Deleting an interval would be largely the same: you truncate the intervals that the starting point and end point are inside of, and delete all the intervals inbetween.
The average and worst-case complexity of this are N/2 and N, where N is the number of intervals in the linked list. You could improve this by adding a method to avoid having to iterate over the whole list to find the starting point; if you know the range and distribution of the values, this could be something like a hash table; e.g. if the values are from 1 to X and the distribution is uniform, you'd store a table of length Y, where each item points to the interval that starts before the value X/Y. When adding an interval (A,B), you'd look up table[A/Y] and start iterating over the linked list from there. The choice of value for Y would be determined by how much space you want to use, versus how close you want to get to the actual position of the starting point. The complexities would then drop by a factor Y.
※
Given instruction: Please quote the stretch of the interval-list passage from "Deleting an interval" through "the intervals inbetween.".

(Coordinate annotation records)
※
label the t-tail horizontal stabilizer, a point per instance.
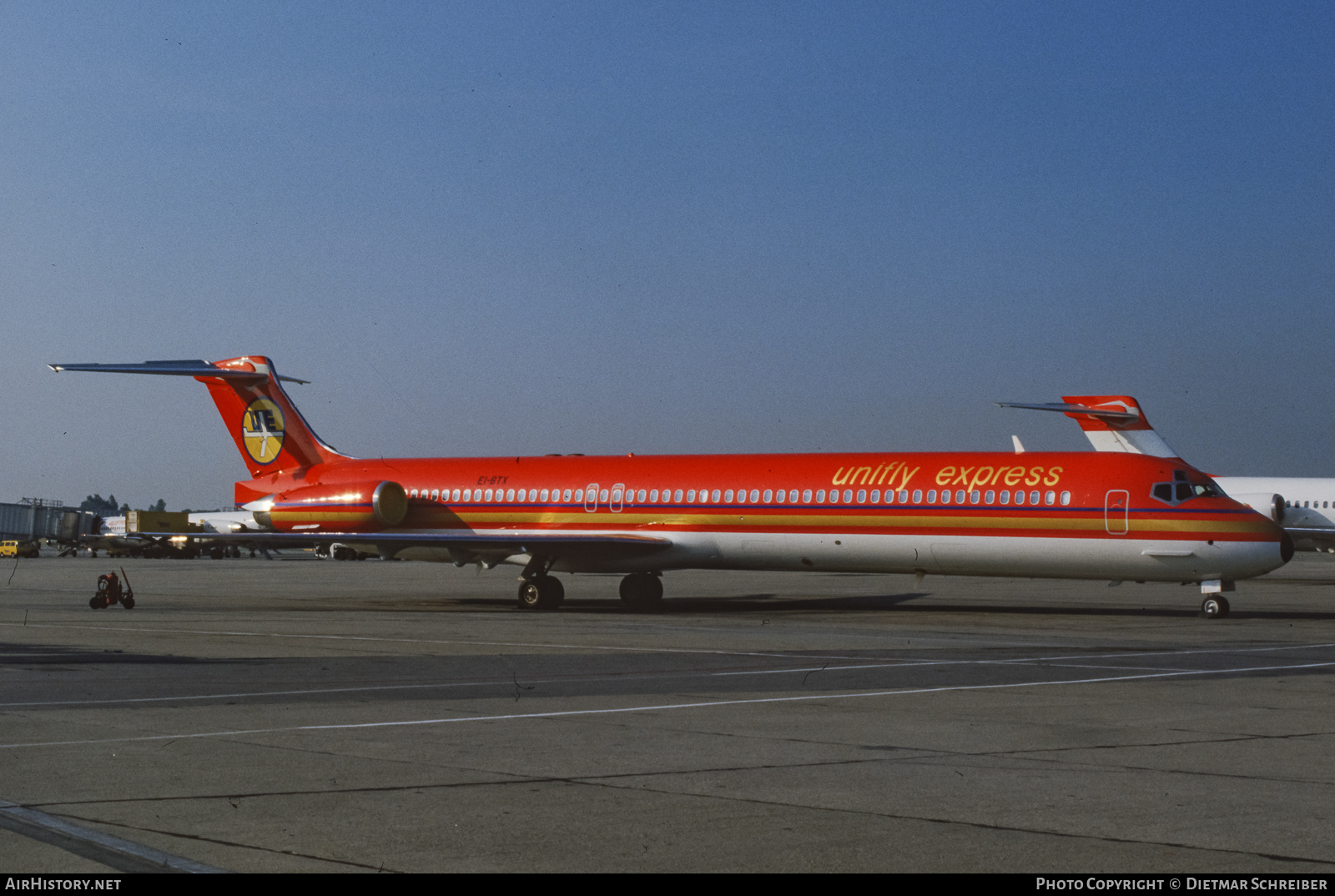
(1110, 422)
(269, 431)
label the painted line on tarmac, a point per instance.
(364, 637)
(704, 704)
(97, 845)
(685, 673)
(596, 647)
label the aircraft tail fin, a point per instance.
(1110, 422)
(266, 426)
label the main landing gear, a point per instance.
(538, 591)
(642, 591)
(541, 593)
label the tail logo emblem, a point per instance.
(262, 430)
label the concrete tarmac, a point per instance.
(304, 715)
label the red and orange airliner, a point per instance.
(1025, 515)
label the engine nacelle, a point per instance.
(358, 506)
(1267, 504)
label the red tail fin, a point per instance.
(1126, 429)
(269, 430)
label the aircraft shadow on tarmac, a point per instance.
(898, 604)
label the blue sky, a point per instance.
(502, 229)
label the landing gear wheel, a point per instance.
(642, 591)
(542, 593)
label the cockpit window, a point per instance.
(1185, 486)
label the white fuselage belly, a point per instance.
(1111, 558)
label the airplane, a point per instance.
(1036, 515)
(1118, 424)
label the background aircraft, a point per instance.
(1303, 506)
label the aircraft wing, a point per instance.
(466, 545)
※
Output below:
Deleting an interval would be largely the same: you truncate the intervals that the starting point and end point are inside of, and delete all the intervals inbetween.